Where does the string "multi" occur in the records? Copy each line that holds it.

— Data to process —
━━━━
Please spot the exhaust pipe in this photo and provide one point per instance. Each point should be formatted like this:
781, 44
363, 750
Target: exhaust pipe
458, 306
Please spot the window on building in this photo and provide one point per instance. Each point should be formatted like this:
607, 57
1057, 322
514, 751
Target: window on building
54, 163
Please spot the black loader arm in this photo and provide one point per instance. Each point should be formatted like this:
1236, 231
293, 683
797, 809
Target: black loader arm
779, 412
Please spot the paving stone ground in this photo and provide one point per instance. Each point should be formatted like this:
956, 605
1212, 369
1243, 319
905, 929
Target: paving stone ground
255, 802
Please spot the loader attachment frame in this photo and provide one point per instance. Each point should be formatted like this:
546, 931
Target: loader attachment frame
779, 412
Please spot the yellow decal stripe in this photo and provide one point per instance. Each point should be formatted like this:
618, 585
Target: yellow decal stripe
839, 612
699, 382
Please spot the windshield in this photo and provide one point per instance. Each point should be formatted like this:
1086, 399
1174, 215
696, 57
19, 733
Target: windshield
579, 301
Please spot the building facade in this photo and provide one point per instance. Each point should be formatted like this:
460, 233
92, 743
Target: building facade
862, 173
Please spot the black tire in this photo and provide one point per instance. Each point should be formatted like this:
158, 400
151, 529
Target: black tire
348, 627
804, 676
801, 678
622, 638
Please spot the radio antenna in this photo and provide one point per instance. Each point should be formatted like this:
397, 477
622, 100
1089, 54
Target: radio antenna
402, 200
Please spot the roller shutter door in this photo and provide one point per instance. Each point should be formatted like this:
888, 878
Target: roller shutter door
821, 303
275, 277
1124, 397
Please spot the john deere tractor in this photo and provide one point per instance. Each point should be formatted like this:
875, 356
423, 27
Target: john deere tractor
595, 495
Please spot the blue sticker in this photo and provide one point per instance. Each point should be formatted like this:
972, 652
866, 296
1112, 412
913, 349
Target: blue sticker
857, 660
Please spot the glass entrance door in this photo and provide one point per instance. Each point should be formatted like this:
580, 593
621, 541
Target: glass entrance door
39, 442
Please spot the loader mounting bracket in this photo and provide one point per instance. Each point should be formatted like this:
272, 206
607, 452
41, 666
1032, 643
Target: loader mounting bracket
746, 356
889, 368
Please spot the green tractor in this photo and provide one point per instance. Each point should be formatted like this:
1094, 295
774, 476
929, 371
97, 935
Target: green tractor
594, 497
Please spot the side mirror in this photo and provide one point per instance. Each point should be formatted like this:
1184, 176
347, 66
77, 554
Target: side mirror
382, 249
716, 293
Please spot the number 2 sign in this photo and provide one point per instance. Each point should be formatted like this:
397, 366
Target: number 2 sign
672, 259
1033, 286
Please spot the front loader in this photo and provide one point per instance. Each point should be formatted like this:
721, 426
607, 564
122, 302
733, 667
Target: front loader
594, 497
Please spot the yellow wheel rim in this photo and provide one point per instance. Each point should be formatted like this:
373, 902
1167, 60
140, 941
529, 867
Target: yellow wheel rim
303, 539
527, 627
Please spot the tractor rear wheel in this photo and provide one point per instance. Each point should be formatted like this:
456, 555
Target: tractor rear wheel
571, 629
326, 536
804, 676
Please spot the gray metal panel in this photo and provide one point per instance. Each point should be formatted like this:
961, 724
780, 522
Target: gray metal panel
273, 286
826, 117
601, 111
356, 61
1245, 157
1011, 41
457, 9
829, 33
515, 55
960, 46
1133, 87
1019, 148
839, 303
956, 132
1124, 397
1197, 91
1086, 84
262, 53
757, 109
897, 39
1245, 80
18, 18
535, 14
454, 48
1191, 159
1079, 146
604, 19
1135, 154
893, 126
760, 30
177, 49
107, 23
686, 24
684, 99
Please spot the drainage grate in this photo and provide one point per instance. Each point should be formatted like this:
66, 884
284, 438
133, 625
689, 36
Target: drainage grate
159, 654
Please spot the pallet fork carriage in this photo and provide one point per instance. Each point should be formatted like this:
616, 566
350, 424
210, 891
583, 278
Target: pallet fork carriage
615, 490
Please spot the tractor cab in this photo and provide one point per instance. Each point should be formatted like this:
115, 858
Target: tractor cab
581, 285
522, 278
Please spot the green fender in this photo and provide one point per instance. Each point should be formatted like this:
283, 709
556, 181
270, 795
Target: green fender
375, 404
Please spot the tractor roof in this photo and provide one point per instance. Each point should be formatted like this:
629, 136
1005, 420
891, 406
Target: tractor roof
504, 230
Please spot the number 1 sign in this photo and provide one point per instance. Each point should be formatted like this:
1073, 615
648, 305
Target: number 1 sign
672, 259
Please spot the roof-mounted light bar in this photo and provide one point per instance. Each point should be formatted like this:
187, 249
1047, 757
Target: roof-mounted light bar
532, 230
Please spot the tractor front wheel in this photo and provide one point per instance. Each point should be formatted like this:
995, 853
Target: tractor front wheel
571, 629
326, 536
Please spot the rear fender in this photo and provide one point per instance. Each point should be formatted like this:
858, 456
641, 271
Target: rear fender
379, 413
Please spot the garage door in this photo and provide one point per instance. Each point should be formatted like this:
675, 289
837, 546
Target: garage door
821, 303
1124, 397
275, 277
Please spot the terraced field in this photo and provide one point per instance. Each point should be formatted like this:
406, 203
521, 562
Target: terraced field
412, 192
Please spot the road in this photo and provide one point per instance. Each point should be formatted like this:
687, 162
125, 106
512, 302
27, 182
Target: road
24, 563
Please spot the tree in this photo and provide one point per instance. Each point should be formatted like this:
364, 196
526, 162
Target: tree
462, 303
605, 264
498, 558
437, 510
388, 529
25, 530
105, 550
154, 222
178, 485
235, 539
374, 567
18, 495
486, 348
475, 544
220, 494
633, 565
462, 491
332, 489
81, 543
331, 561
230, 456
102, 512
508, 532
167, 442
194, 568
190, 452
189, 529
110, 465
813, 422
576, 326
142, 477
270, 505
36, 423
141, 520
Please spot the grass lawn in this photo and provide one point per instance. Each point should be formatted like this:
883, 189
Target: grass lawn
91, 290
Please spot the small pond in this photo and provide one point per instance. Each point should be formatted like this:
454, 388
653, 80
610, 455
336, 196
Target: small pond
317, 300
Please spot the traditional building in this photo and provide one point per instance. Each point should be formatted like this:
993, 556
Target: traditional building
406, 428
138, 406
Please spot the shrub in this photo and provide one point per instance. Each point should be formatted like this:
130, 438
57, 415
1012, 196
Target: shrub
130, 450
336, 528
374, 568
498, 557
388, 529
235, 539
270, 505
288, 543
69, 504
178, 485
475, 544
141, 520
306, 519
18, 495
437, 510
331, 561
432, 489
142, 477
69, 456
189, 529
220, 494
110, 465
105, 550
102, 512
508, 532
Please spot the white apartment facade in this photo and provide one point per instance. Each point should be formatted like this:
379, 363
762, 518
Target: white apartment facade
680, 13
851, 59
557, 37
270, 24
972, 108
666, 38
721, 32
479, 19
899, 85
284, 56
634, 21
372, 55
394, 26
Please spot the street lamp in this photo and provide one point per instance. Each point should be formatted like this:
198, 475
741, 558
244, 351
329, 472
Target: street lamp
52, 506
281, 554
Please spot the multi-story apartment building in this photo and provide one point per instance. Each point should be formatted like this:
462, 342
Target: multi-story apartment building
━━━━
— Solution to this problem —
Please spot the multi-story apartment building in this photo and provide one point per instance. Each point should be formatted like this:
Target: multi-story apartment building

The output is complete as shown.